Supplied records:
──────────────────────────────

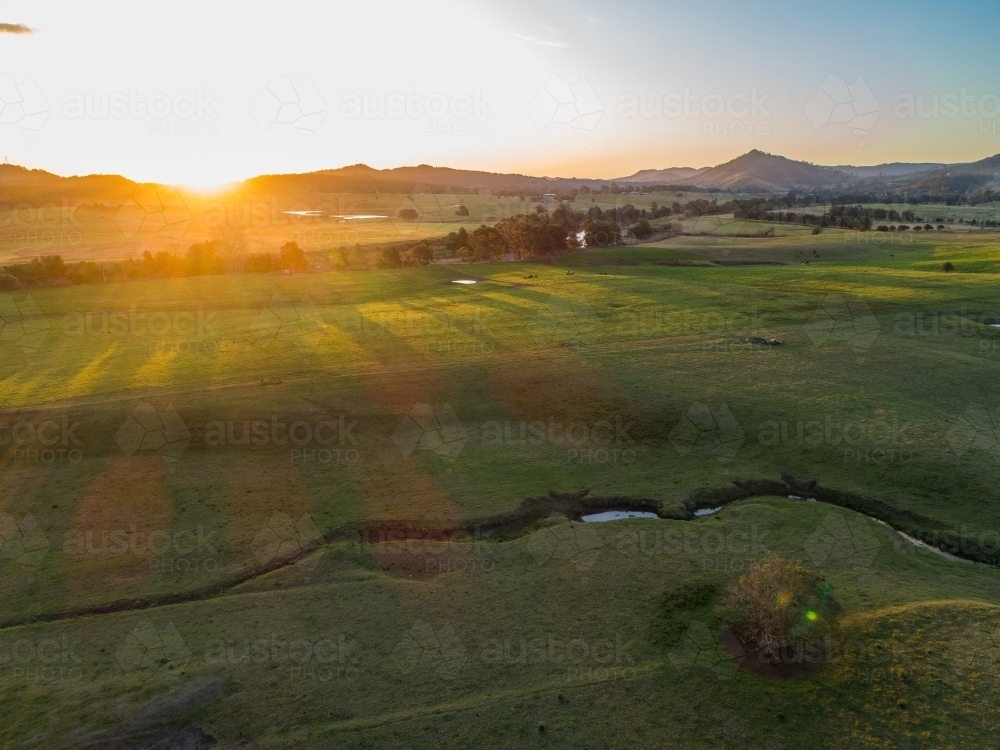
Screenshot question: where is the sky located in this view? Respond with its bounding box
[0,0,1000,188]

──────────────────────────────

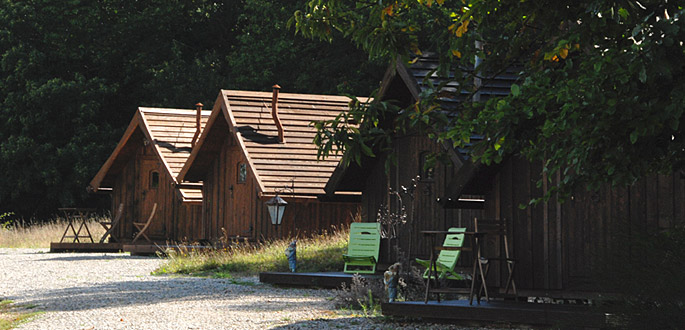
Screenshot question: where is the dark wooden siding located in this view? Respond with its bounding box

──────────────────────────────

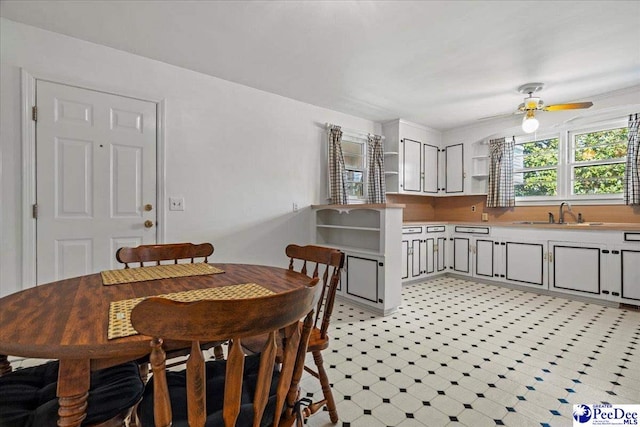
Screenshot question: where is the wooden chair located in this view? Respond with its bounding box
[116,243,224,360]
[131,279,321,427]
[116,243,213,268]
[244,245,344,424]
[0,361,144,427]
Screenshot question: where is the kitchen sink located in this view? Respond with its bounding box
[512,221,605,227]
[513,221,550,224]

──────────────────────────────

What is expected: Update the material from the line containing "Screenshot question: where is the sky" down to the line containing "[0,0,1000,188]" by changing "sky" to "horizon". Return only those lines, with everything else unchanged.

Exercise result:
Screenshot question: where is the horizon located in this view? Respond with its bounding box
[0,0,1000,188]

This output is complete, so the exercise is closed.